■ **Your assignment**
From the text on businesses that refuse cash, copy the passage from "If Businesses Don’t Honor" to "Reserve reprint all of the money in circulation?" word for word.

■ **Given text**
Cities that have banned cashless stores include New York, Philadelphia and San Francisco. 

Dependent on the locale of where the business conducts business – there are varying fines associated with businesses that refuse to accept cash as a form of payment. 

If Businesses Don’t Honor The Language on Currency – Should the Federal Reserve Reprint Existing Paper Bills? 

So if businesses don’t have to accept paper currency for “all debts public and private”,  should the Federal Reserve reprint all of the money in circulation?

It seems paradoxical that the language on paper currency could conflict with a business’ policy. If businesses are free to decline paper currency, with the verbiage “THIS NOTE IS LEGAL TENDER FOR ALL DEBTS, PUBLIC AND PRIVATE?” should the notes be reprinted altogether –  and if this is done how much would it cost to reprint all of the money in circulation?

The cost of replacing all banknotes in circulations is a hefty fee. When analyzing data published from the Federal Reserve, the cost to remanufacture all bills in circulation encroaches upon 4.7 billion dollars.

Note Amount of Bills In Circulation (2019) Cost Per Unit To Manufacture (2019) Total Cost
$                                                                                            1.00 12,700,000,000 $0.062 $787,400,000.000
$                                                                                            2.00 1,300,000,000 $0.062 $80,600,000.000
$                                                                                            5.00 3,200,000,000 $0.108 $345,600,000.000
$                                                                                         10.00 2,100,000,000 $0.112 $235,200,000.000
$                                                                                         20.00 9,500,000,000 $0.112 $1,064,000,000.000
$                                                                                         50.00 1,800,000,000 $0.110 $198,000,000.000
$                                                                                       100.00 14,200,000,000 $0.140 $1,988,000,000.000
Cost to Replace All Currency In Circulation       $4,698,800,000.000

 

Conclusion

The Federal Reserve has outlined that all U.S. money is, “valid and legal offer of payment for debts when tendered to a creditor”. Since businesses are different from a creditor (an entity that loans out money), the Federal Reserve views that currency as legal tender for payment to a creditor.

Saved entries
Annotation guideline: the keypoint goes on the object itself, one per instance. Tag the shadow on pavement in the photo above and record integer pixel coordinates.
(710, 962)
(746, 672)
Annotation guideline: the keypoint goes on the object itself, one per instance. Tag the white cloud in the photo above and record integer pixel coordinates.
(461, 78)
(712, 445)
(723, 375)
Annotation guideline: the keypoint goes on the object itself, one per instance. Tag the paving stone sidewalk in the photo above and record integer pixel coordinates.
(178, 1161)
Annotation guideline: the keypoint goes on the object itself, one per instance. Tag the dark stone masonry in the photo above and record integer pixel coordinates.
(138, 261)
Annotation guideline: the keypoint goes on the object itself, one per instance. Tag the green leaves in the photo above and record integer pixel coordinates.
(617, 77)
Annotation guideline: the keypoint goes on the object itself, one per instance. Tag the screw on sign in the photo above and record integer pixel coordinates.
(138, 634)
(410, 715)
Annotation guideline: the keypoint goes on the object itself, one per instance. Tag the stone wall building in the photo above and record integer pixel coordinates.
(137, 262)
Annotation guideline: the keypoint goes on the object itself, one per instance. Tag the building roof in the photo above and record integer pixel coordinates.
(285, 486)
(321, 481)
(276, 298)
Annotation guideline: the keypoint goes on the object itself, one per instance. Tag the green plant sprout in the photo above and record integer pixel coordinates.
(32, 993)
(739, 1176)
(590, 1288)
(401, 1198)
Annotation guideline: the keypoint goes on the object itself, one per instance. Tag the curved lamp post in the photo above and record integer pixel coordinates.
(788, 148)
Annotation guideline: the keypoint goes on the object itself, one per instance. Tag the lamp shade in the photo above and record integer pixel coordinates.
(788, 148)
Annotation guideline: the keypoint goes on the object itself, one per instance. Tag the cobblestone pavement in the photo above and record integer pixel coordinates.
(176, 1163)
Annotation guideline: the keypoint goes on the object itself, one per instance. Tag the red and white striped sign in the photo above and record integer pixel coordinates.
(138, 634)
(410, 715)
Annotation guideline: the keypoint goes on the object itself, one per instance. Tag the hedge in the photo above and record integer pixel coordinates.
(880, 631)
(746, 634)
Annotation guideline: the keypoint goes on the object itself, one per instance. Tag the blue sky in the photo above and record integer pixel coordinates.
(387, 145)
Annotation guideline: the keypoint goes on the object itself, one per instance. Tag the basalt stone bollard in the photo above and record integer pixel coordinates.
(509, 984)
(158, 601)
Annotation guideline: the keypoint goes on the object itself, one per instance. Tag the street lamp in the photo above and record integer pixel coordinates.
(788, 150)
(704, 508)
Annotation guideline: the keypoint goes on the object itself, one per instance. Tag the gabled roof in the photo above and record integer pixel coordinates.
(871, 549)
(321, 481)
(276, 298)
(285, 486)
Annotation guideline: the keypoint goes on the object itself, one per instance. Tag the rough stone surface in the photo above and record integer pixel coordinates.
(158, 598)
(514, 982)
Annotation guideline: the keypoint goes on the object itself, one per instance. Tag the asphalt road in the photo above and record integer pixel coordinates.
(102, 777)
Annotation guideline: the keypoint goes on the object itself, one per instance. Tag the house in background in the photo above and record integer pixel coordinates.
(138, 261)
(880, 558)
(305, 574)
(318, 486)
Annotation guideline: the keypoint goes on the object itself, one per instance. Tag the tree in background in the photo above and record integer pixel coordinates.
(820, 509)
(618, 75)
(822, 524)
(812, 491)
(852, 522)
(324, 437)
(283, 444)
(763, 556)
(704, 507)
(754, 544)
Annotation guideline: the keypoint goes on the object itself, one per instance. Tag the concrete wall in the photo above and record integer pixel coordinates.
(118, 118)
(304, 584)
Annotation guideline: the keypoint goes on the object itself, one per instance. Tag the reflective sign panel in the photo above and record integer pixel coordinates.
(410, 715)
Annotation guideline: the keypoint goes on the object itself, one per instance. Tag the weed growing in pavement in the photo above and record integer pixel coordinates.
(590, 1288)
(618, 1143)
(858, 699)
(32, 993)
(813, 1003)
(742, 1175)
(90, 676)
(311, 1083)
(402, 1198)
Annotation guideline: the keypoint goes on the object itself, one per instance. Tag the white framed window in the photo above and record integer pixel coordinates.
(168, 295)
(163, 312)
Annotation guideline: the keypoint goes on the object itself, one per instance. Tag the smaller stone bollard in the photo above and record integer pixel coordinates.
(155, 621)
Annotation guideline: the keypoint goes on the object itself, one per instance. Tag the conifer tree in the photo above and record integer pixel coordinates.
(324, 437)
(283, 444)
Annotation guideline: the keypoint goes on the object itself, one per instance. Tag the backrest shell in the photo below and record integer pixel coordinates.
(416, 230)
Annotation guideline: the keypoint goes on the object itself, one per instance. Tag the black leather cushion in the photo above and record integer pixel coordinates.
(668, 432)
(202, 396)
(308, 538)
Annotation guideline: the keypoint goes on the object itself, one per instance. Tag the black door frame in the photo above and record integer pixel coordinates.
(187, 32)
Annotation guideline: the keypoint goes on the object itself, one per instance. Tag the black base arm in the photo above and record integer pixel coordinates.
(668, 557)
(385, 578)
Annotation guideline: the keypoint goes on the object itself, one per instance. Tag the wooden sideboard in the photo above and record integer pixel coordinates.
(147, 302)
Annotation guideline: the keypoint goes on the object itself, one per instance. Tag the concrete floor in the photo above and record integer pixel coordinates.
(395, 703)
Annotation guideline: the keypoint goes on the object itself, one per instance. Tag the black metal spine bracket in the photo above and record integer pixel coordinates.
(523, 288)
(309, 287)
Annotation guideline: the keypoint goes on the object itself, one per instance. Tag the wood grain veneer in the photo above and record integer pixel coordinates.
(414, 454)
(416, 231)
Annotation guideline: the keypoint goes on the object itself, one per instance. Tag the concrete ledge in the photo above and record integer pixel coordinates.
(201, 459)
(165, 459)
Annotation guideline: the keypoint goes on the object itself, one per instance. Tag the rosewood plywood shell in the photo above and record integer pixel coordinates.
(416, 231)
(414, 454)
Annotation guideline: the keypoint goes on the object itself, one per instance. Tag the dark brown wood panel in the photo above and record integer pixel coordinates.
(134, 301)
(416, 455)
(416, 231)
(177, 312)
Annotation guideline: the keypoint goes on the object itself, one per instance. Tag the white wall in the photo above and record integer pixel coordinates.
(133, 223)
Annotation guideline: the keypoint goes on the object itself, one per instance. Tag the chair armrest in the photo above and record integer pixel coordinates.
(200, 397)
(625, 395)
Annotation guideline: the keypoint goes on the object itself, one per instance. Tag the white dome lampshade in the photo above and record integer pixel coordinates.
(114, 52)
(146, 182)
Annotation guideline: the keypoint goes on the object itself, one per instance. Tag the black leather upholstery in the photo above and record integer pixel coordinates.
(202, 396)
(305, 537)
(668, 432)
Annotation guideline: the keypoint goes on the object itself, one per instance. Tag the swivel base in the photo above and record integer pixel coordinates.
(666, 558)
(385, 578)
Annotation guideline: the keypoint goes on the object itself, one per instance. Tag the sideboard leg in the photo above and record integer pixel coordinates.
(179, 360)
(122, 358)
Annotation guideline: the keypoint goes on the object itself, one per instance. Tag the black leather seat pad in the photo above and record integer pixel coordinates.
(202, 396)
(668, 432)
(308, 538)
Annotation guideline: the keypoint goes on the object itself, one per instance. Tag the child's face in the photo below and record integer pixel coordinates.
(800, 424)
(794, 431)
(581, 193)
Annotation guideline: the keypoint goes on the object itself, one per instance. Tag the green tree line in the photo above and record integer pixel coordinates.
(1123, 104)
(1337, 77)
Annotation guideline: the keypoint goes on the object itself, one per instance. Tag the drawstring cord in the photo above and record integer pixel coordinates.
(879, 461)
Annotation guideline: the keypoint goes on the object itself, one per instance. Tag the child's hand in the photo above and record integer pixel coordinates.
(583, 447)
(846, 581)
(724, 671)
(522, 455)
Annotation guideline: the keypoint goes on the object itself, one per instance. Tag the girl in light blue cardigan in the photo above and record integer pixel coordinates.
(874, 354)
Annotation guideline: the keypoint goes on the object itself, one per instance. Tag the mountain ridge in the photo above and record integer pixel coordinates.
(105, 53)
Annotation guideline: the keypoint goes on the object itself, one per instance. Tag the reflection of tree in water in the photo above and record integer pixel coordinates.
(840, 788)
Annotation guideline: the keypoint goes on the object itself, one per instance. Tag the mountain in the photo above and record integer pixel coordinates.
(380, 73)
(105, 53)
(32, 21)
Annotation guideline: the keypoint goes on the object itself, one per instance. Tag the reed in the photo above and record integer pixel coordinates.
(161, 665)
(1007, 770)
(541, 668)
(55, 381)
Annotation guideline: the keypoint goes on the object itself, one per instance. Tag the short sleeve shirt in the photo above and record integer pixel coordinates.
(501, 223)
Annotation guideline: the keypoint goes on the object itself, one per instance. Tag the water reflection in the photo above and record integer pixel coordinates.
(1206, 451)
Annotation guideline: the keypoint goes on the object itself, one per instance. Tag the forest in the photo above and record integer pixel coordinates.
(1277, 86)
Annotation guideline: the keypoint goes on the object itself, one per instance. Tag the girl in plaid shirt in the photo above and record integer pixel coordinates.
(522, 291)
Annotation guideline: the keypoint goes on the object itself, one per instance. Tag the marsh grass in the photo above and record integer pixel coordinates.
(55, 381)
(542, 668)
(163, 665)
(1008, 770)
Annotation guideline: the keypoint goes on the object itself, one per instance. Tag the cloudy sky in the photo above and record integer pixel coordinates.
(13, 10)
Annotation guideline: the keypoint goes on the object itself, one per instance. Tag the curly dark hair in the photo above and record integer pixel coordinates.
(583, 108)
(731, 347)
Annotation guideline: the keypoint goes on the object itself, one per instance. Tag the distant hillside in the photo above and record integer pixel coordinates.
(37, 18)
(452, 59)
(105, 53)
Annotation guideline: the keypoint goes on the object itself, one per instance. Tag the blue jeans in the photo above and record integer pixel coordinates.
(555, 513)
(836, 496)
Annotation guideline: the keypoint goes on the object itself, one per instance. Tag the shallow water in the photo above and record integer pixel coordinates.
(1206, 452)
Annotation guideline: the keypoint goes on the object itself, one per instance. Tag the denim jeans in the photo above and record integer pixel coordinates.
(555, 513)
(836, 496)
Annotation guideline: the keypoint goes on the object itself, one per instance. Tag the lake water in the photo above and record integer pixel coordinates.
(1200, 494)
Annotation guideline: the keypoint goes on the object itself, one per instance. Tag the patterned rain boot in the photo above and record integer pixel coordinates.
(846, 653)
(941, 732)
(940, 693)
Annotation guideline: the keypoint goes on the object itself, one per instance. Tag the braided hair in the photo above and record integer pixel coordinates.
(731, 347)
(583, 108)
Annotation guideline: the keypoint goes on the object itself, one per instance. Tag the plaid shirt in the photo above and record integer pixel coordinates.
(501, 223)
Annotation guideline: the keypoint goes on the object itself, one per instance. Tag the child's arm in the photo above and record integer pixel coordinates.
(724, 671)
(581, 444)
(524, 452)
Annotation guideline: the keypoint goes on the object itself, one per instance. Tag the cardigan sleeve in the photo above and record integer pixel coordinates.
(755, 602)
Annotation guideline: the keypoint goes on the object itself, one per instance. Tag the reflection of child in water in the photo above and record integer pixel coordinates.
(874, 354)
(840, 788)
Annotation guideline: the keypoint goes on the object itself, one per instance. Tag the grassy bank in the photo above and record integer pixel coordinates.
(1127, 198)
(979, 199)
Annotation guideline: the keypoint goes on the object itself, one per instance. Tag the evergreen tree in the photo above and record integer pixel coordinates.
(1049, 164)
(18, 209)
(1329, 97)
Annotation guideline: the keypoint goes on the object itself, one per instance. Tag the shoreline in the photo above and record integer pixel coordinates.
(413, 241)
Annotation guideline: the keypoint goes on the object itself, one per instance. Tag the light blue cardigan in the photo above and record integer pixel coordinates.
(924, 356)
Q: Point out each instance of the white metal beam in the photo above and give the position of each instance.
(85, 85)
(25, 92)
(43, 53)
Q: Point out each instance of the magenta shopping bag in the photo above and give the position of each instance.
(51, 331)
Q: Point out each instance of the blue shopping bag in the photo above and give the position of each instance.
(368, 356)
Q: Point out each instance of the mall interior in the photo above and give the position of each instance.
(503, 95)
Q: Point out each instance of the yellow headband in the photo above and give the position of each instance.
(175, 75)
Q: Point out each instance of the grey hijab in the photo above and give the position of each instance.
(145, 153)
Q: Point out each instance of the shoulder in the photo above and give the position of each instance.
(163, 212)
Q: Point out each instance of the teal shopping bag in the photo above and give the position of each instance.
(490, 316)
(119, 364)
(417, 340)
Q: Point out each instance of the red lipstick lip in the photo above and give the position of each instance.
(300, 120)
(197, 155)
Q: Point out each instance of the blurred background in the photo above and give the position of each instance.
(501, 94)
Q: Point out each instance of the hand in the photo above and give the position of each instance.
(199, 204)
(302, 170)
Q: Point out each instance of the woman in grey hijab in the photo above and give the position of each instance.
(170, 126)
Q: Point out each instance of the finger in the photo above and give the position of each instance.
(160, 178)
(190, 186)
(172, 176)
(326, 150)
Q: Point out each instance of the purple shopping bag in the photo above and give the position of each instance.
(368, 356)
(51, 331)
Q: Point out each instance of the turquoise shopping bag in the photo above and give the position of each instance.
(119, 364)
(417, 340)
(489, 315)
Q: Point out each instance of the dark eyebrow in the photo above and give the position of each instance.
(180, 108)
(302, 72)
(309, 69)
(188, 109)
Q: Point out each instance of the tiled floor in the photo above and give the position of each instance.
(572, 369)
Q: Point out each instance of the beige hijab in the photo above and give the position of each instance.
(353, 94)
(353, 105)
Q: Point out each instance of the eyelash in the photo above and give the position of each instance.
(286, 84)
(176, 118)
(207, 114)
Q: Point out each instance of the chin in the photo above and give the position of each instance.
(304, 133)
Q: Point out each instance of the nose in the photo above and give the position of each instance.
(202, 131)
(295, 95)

■ **Completed exercise**
If Businesses Don’t Honor The Language on Currency – Should the Federal Reserve Reprint Existing Paper Bills? 

So if businesses don’t have to accept paper currency for “all debts public and private”,  should the Federal Reserve reprint all of the money in circulation?